DIRECTIVES:
1. Answer these questions from the ThreadLocalBridge passage, each on its own line:
(a) Which tracing systems does the passage name as examples?
(b) According to the passage, what does ThreadLocalBridge do when the scope exits?
(c) In the showcase code, what string does logMessage use when the ThreadLocal holds no request ID?
2. Extend the ThreadLocalBridge passage, picking up right after its final line of code.

:: SUPPLIED TEXT ::

The following shows the ThreadLocalBridge API:

import zio._

sealed trait ThreadLocalBridge {
  def makeFiberRef[A](initialValue: A)(link: A => Unit): ZIO[Scope, Nothing, FiberRef[A]]
}

object ThreadLocalBridge {
  def makeFiberRef[A](initialValue: A)(link: A => Unit): ZIO[Scope with ThreadLocalBridge, Nothing, FiberRef[A]] = ???
  val live: ZLayer[Any, Nothing, ThreadLocalBridge] = ???
}

Motivation

Java code and many third-party libraries use ThreadLocal variables to store context that needs to be accessible from any point in a call stack without explicit parameter passing. Examples include:

• Logging frameworks (SLF4J MDC, log4j context) — store request IDs, user identifiers, or correlation tokens
• Tracing systems (OpenTelemetry, Jaeger) — propagate span and trace context
• Security frameworks (Spring Security) — store authentication and authorization information
• Legacy code — code you cannot refactor but must integrate with ZIO

The challenge arises from the fundamental difference between ZIO's fiber model and Java's thread model. When running ZIO effects on the JVM, fibers are multiplexed across a thread pool and may suspend and resume on different threads. This breaks the assumption that a single ThreadLocal value is associated with a single logical task.

ThreadLocalBridge solves this by:

1. Using ZIO's FiberRef to maintain fiber-local state (automatically isolated per fiber)
2. Automatically synchronizing that state to a ThreadLocal whenever the fiber-local value changes
3. Ensuring the ThreadLocal reflects the correct value even when the fiber suspends and resumes on a different thread
4. Cleaning up the ThreadLocal when the scope exits to prevent leaks

Quick Showcase

In this example, we create a fiber-local request ID and automatically synchronize it to a ThreadLocal so that a logging function can access it:

import zio._

// Simulating a logging framework that reads from ThreadLocal
val threadLocal = new ThreadLocal[Option[String]] {
  override def initialValue() = None
}
// threadLocal: ThreadLocal[Option[String]]{def initialValue(): None.type} = repl.MdocSession$MdocApp1$$anon$1@2982cc42

def logMessage(message: String): ZIO[Any, Nothing, Unit] =
  ZIO.succeed {
    val requestId = threadLocal.get().getOrElse("unknown")
    println(s"[$requestId] $message")
  }

// Create a fiber-local request ID synchronized with ThreadLocal
val example = ZIO.scoped {
  ThreadLocalBridge.makeFiberRef[String]("default-id")(requestId =>
    threadLocal.set(Some(requestId))
  ).flatMap { requestIdRef =>
    for {
      _ <- logMessage("Request started")
      _ <- requestIdRef.set("request-123")
      _ <- logMessage("After setting request ID")
      _ <- requestIdRef.locally("request-456") {
        logMessage("Inside locally scoped ID")
      }
      _ <- logMessage("After local scope")
    } yield ()
  }
}.provide(ThreadLocalBridge.live)

:::
:: MATERIAL SHOWN ::

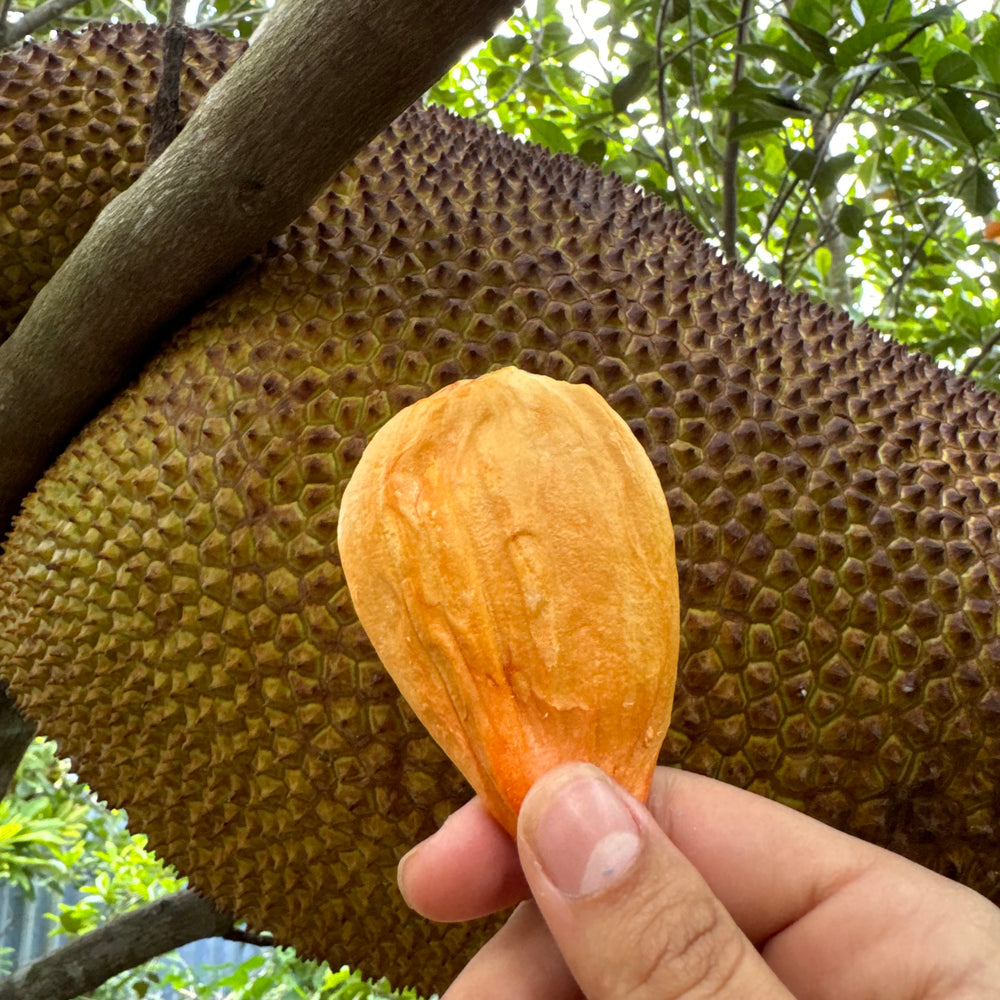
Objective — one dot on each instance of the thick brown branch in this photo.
(86, 963)
(34, 19)
(320, 80)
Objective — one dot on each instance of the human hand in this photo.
(709, 892)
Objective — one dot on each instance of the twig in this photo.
(319, 82)
(16, 734)
(119, 945)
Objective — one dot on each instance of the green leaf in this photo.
(906, 66)
(817, 43)
(592, 150)
(952, 68)
(631, 87)
(549, 134)
(978, 192)
(956, 110)
(505, 46)
(851, 219)
(787, 58)
(917, 123)
(758, 125)
(830, 171)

:::

REPLIES:
1.
(a) OpenTelemetry and Jaeger.
(b) It cleans up the ThreadLocal to prevent leaks.
(c) "unknown".

2.
// example: ZIO[Any, Nothing, Unit] = FlatMap(
//   trace = "repl.MdocSession.MdocApp1.example(threadlocal-bridge.md:65)",
//   first = Sync(
//     trace = "repl.MdocSession.MdocApp1.example(threadlocal-bridge.md:65)",
//     eval = zio.Scope$$$Lambda$19474/0x00007f63fef2f660@86128df
//   ),
//   successK = zio.ZIO$$$Lambda$19475/0x00007f63fef2f918@7672115d
// )

The output shows how the ThreadLocal reflects the current fiber-local value at each step, even though the underlying thread may change between effects.

Construction

This section covers the main ways to create and configure synchronized FiberRef instances using ThreadLocalBridge. The ThreadLocalBridge#makeFiberRef method enables automatic synchronization with Java's ThreadLocal storage, and the ThreadLocalBridge#live layer provides the runtime infrastructure needed to manage the synchronization.

Creating a Synchronized FiberRef

The primary way to create a synchronized FiberRef is using ThreadLocalBridge#makeFiberRef with a ThreadLocal and a link function. This method must be called within a ZIO.scoped context since it requires resource cleanup.

ThreadLocalBridge#makeFiberRef creates a new FiberRef that synchronizes its value with a ThreadLocal via a user-supplied callback function. Its signature is:

import zio._

trait ThreadLocalBridge {
  def makeFiberRef[A](initialValue: A)(link: A => Unit): ZIO[Scope, Nothing, FiberRef[A]]
}

The method takes two parameter lists:

1. Initial value — the starting value for the FiberRef
2. Link function — a callback that is invoked whenever the FiberRef value changes

The method returns a ZIO that requires a Scope (for resource cleanup) and the ThreadLocalBridge service. It cannot fail (error type is Nothing).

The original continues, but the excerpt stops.